YOUR INSTRUCTIONS: Copy the material below line for line, without changing a single character.

___ TASK MATERIAL

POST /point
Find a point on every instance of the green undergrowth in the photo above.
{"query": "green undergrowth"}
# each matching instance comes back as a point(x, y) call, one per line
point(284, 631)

______

RESULT BELOW:
POST /point
Find a point on every instance of the green undergrowth in the photo above.
{"query": "green undergrowth"}
# each matching instance comes back as a point(x, y) call, one per line
point(284, 631)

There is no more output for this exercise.